= Challenge 1 =
Render the records as a Markdown table with columns "Row" and "Line", starting at the line with "find the cloudy sky in the photo above" and running through the last line of the records. Leave out any blank lines.

= Provided passage =
=====

Uniformly distributed n-dimensional probability vectors over a simplex

Question

What's the right way to generate a random probability vector $p={p_1,\ldots,p_n} \in {(0,1)}^n$ where $\sum_i p_i=1$, uniformly distributed over the $(n-1)$-dimensional simplex?

What I have is

Intervals = Table[{0, 1}, {i, n}]
RandomPoint := Block[{a},
    a = RandomVariate[UniformDistribution[Intervals]];
    a/Total[a]];

But I am unsure that this is correct. In particular, I'm unsure that it's any different from:

RandomPoint := Block[{a},
    a = Table[Random[], {i, n}];
    a/Total[a]];

And the latter clearly will not distribute vectors uniformly. Is the first code the right one?

=====

= Challenge 2 =
Set down the question on random probability vectors word for word, from "Uniformly distributed n-dimensional" to "the $(n-1)$-dimensional simplex?".

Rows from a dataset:
=====

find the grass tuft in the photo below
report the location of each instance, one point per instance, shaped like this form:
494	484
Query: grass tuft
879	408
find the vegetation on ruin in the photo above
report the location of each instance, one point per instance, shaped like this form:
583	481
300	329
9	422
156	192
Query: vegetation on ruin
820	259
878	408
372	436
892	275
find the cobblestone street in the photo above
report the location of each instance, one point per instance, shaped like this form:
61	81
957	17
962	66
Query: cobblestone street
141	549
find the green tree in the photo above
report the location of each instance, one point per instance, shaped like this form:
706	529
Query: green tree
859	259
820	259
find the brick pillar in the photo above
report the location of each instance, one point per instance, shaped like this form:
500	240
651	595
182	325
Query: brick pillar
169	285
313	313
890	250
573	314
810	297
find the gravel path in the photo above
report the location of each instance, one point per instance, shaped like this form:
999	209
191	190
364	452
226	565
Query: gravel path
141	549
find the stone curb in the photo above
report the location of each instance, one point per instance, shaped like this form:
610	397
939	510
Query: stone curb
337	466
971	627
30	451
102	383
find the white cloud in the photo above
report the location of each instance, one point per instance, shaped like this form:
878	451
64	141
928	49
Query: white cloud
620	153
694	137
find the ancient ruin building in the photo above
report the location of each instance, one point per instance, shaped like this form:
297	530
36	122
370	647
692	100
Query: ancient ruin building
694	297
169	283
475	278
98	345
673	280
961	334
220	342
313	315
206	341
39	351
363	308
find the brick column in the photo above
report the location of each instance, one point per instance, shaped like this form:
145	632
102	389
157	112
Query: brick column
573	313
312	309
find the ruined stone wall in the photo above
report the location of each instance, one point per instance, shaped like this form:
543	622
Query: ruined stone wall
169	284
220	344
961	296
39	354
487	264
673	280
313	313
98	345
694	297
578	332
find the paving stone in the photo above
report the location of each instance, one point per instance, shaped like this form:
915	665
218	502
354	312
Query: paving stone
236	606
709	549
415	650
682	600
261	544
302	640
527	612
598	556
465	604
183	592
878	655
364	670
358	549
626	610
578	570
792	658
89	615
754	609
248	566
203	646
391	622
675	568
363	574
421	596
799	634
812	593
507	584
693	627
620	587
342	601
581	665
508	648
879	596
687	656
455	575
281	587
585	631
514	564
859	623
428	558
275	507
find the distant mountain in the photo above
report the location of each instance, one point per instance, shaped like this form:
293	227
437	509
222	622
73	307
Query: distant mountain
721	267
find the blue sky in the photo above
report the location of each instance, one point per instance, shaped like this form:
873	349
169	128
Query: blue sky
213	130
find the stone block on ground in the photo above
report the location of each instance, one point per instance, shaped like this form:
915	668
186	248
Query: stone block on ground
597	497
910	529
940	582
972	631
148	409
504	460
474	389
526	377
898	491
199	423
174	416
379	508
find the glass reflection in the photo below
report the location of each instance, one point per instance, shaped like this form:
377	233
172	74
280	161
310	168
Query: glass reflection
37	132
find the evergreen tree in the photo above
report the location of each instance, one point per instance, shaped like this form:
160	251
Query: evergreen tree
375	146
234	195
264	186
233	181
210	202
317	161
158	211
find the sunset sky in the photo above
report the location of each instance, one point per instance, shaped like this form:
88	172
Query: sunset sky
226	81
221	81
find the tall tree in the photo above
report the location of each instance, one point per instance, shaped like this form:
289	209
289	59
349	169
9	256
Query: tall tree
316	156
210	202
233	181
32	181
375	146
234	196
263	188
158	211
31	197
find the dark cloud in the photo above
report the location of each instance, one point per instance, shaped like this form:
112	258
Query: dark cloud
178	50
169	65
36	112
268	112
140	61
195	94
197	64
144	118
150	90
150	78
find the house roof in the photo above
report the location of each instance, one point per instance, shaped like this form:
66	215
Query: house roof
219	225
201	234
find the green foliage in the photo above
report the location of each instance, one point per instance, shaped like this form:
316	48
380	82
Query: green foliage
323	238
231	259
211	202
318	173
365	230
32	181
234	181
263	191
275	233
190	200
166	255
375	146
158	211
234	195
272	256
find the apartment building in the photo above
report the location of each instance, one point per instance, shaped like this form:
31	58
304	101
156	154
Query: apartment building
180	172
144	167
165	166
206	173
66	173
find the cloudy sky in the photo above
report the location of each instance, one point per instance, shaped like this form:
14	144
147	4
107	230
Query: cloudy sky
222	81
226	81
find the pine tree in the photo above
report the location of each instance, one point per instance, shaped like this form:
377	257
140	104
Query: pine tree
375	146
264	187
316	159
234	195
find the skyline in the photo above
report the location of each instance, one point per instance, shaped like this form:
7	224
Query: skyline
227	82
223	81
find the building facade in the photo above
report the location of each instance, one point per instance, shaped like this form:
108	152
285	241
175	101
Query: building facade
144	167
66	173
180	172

=====

= Answer 1 =
| Row | Line |
|---|---|
| 1 | find the cloudy sky in the photo above |
| 2 | report the location of each instance, one point per instance, shaped like this form: |
| 3 | 14	144 |
| 4 | 147	4 |
| 5 | 107	230 |
| 6 | Query: cloudy sky |
| 7 | 222	81 |
| 8 | 226	81 |
| 9 | find the pine tree in the photo above |
| 10 | report the location of each instance, one point per instance, shaped like this form: |
| 11 | 377	257 |
| 12 | 140	104 |
| 13 | Query: pine tree |
| 14 | 375	146 |
| 15 | 264	187 |
| 16 | 316	159 |
| 17 | 234	195 |
| 18 | find the skyline in the photo above |
| 19 | report the location of each instance, one point per instance, shaped like this form: |
| 20 | 7	224 |
| 21 | Query: skyline |
| 22 | 227	82 |
| 23 | 223	81 |
| 24 | find the building facade in the photo above |
| 25 | report the location of each instance, one point per instance, shaped like this form: |
| 26 | 108	152 |
| 27 | 285	241 |
| 28 | 175	101 |
| 29 | Query: building facade |
| 30 | 144	167 |
| 31 | 66	173 |
| 32 | 180	172 |

= Answer 2 =
Uniformly distributed n-dimensional probability vectors over a simplex

Question

What's the right way to generate a random probability vector $p={p_1,\ldots,p_n} \in {(0,1)}^n$ where $\sum_i p_i=1$, uniformly distributed over the $(n-1)$-dimensional simplex?